__Document extract__
Last updated
French-suited 32-card pack.jpg
French-suited 32-card pack
Origin Germany
Type Plain-trick game
Family Rams group
Deck Piquet pack
Rank (high→low)A K Q J 10 9 8 7
Related games
Contra   Kratzen   Lupfen   Mauscheln   Mistigri   Zwicken
Features: pot, 3 cards, no 'hop & jump'

Tippen, also known as Dreiblatt, Dreikart, Drei Karten, Dreekort, Kleinpréférence or Labet, is an historical German 3-card, plain-trick game which was popular as a gambling game for three or more players. The Danish version of the game was known as Trekort and more elaborate Swedish variants include Knack and Köpknack. It appears to be related to the English game of Three-Card Loo. It was banned as a gambling game in some places.


History and etymology

The game was described in 19th century anthologies and encyclopedias but appears related to 3-card Loo, which was already described in the 18th century. [1] In some locations the game was illegal.

Dreiblatt is recorded as early as 1807 as a gambling game in which players received three cards, [2] and Tippen is mentioned in 1790 as a gambling game similar to Grobhäusern and Trischak. [3] In 1810 it is briefly described as follows: "Tippen... each of the participants in the game is dealt 3 cards, after which trump is then turned, with which he must be able to take at least one trick if he enters the game in order to win a part of the stakes; [the game is named] from the fact that a player who wants to play in the game indicates this by tapping his finger on the table." [4] In 1816, Tippen is included in a list of German card games, [5] but the earliest description of the rules appears in 1821 in Das neue Königliche l'Hombre as Drei Karten ("Three Cards") along with a variant called Loup or Wolf (loup being French word "wolf"), described below. [6] Several early 19th century sources affirm that Dreiblatt and Tippen were the same game. [7] [8]

By 1836 it had reached Mecklenburg where it was played by the lower classes exclusively with French-suited cards alongside Schafskopf, Fünfkart and Solo, the dignitaries playing Whist, Boston, Ombre, Faro and, less often, Solo as well. [9]

Tippen is German for tapping and refers to the practice of players tapping on the table to indicate that they intend to "play" and not "pass" i.e. drop out of the current game. Dreiblatt or Drei Karten refers to the 3 cards each player is dealt. It appears related to the Danish game of Trekort whose rules appear as early as 1774 and again in an Jørgensen's 1829 Danish game anthology. [10]


Tippen is played with a 32-card Piquet pack. The suits are illustrated in the table below. Card ranking is: Ace > King > Queen > Jack > Ten > Nine > Eight > Seven.

Playing card suits
French deck
Suit Hearts (open clipart).svg
Name of the suitsHearts (Herz)Diamonds (Karo)Spades (Pik)Clubs (Kreuz, Treff)

__Written instruction__
According to the article on Tippen, in what year and in which work did the earliest description of the game's rules appear?

__Data records__
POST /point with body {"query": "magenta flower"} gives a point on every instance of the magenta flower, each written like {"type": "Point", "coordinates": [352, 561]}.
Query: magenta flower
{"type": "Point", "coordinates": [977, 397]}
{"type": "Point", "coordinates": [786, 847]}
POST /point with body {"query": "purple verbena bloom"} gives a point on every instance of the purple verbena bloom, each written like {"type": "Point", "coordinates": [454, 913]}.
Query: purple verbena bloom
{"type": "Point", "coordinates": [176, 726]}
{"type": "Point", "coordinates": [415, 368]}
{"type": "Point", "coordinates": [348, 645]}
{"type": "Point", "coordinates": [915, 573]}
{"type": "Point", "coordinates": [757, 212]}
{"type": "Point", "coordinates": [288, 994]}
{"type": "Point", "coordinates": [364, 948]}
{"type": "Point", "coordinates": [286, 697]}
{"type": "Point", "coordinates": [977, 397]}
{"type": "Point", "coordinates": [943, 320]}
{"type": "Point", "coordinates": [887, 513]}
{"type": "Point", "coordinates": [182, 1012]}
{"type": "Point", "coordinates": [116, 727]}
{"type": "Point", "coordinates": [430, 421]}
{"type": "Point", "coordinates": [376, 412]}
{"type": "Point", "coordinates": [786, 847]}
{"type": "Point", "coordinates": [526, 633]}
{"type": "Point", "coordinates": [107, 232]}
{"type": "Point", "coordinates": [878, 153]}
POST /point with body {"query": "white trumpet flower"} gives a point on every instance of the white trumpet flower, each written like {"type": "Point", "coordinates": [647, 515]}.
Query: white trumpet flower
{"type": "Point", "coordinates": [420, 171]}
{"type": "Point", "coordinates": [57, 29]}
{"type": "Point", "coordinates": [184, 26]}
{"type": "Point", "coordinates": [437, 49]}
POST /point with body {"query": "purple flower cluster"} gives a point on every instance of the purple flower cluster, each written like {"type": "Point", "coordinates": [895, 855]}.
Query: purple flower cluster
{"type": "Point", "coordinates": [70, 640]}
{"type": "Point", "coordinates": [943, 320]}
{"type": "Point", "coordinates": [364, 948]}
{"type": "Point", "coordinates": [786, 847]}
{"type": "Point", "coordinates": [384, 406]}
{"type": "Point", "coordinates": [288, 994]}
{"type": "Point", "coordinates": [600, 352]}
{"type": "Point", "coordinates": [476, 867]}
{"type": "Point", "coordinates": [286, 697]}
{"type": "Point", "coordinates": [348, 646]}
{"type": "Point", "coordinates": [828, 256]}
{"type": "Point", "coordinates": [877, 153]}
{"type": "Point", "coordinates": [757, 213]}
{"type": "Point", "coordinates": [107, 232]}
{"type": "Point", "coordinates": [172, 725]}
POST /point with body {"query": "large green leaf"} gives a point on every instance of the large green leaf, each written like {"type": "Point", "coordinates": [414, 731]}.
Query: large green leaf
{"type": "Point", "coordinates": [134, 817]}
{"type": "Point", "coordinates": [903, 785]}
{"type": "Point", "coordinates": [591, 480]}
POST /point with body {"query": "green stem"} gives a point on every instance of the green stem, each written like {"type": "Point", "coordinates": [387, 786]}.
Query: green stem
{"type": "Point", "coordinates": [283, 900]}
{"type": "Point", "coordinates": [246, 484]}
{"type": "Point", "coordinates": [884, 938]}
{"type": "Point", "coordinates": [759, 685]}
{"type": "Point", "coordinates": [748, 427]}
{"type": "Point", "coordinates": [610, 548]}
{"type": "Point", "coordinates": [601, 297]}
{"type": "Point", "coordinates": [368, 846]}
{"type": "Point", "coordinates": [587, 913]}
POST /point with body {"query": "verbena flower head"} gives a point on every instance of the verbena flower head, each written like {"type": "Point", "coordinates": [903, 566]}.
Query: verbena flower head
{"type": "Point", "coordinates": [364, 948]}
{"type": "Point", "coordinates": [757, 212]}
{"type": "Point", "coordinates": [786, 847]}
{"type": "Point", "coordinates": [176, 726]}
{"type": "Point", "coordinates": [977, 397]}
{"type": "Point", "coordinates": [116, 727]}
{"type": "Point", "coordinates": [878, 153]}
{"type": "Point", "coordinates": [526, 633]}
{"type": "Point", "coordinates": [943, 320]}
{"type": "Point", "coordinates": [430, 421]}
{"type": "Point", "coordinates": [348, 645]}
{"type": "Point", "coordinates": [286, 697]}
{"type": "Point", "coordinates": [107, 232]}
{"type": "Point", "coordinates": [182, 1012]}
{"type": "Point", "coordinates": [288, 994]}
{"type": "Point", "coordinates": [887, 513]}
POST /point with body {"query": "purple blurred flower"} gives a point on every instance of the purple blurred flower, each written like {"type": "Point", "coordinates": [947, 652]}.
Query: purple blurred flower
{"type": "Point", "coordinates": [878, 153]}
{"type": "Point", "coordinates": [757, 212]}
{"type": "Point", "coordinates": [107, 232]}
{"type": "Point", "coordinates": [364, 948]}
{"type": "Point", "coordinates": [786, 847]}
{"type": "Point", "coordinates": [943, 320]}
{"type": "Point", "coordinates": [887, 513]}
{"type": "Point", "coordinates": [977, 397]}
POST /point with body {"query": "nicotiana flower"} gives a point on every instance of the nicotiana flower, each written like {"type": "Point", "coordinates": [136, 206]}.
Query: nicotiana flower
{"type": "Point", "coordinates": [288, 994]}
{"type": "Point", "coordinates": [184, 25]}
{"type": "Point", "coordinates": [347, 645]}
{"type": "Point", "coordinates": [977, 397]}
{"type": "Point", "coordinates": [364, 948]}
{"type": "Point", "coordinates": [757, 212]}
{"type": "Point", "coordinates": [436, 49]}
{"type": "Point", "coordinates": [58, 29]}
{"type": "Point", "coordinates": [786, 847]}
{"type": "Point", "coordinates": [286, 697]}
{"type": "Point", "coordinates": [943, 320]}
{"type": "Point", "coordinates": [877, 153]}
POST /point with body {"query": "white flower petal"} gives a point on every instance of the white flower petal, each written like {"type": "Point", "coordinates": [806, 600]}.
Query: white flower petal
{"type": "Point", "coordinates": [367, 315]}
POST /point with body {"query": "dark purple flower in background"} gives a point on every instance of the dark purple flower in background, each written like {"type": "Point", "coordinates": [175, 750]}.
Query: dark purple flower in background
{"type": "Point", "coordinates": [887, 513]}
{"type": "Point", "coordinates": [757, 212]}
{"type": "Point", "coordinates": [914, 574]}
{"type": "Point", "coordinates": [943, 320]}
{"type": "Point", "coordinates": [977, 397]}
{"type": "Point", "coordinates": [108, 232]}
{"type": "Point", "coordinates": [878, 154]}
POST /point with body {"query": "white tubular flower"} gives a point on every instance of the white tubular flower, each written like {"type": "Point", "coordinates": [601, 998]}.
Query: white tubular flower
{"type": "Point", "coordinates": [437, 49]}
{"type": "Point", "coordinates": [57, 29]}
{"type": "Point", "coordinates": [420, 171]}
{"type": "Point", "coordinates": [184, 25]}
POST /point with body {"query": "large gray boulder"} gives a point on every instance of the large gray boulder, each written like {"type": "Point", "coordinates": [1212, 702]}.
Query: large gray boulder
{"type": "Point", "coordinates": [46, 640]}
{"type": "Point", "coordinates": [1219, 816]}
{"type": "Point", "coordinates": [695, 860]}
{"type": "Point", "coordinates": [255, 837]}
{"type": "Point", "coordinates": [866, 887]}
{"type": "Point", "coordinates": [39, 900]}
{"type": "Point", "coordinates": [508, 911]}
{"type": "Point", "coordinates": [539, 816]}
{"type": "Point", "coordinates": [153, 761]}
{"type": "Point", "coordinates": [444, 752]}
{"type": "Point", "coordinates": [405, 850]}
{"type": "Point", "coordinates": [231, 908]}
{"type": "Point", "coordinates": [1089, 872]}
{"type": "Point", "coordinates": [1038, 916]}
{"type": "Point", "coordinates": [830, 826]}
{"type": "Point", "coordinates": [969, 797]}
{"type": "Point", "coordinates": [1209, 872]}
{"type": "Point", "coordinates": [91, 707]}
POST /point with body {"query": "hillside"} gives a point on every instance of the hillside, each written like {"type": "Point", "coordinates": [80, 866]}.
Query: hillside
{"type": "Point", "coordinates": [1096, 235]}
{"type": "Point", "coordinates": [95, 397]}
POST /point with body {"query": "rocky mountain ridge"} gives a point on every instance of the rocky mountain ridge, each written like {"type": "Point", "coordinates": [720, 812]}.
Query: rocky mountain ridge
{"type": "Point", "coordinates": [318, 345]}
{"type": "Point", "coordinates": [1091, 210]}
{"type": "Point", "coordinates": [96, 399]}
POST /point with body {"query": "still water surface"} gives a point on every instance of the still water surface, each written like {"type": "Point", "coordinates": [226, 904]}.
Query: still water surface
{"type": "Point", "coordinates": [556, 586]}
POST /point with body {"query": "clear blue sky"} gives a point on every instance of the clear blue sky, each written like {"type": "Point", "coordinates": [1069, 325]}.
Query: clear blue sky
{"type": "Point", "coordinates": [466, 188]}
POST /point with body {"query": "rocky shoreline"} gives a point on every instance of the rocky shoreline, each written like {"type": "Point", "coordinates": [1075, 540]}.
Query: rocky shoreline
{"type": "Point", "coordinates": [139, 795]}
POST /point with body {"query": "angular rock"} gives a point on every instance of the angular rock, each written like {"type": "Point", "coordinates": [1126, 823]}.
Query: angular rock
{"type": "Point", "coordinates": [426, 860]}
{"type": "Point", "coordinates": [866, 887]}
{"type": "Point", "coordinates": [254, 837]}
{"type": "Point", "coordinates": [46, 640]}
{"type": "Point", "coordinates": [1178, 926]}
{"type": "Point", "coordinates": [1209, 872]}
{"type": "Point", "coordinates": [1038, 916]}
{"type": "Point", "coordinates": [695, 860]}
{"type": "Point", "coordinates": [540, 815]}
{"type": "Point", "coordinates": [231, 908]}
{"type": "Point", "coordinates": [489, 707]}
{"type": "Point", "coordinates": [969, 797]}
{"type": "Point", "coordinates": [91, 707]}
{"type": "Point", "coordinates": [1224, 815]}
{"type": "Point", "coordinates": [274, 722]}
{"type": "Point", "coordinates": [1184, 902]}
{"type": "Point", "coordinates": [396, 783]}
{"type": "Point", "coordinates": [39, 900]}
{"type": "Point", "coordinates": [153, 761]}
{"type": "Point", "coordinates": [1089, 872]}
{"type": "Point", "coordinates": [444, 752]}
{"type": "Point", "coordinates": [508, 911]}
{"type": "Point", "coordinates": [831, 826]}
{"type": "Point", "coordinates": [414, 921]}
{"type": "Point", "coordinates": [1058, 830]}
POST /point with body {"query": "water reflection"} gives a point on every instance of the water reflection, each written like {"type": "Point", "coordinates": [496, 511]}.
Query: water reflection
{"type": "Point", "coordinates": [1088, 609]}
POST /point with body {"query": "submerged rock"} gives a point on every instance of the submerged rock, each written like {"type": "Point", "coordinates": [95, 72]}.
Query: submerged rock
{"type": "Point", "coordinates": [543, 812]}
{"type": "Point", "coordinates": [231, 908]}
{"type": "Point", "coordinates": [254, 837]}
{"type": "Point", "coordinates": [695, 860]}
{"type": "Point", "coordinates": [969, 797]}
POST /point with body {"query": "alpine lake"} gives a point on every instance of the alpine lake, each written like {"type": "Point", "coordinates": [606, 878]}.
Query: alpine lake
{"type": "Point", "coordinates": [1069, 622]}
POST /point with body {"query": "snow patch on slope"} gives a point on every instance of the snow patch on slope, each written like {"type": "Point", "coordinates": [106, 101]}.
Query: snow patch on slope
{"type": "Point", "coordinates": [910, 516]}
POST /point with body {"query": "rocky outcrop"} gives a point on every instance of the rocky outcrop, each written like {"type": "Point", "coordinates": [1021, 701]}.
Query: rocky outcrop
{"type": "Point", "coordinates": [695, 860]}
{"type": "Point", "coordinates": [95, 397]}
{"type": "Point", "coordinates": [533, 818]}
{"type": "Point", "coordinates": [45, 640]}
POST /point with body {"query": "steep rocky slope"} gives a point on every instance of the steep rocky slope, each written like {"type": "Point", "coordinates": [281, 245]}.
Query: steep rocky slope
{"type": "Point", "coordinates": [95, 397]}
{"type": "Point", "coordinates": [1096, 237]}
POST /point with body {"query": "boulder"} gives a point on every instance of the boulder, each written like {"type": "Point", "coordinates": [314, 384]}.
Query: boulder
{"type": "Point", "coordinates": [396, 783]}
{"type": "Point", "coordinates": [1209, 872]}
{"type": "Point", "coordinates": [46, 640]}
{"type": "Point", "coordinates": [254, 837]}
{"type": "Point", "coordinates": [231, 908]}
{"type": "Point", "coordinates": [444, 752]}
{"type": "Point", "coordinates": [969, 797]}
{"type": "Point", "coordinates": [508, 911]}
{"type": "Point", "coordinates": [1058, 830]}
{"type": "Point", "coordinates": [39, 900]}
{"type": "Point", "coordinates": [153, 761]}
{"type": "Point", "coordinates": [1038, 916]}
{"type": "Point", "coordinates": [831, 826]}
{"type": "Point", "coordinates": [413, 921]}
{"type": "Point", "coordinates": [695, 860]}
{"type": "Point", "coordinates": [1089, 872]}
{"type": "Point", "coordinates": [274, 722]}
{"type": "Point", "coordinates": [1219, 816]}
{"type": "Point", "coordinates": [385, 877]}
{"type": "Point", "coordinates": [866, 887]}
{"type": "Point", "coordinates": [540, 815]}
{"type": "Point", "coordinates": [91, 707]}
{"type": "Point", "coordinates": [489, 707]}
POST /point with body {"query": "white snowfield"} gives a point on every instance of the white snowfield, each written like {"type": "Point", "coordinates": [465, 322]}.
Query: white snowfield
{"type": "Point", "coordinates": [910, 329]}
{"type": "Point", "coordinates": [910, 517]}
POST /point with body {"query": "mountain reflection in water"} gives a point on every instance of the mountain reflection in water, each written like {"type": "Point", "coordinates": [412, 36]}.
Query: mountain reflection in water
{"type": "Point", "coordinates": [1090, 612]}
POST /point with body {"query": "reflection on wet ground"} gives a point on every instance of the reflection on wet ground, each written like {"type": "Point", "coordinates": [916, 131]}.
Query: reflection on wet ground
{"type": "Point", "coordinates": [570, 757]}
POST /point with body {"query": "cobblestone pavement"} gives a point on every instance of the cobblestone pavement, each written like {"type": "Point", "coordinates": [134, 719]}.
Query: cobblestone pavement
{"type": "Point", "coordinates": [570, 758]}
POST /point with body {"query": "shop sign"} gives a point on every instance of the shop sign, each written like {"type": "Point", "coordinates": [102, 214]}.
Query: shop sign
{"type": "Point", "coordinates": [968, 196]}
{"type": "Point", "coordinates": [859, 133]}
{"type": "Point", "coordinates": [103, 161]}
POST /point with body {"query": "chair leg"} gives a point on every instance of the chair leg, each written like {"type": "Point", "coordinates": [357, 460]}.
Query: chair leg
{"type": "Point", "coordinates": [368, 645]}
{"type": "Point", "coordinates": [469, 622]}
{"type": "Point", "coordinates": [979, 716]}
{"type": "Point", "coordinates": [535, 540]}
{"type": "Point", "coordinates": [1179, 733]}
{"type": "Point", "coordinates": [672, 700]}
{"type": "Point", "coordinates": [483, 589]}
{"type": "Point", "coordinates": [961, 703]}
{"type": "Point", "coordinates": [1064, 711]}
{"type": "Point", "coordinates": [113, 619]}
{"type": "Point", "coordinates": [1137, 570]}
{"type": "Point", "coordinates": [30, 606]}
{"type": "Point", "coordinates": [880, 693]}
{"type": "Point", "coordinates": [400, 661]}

__Answer to the task__
It appeared in 1821, in Das neue Königliche l'Hombre.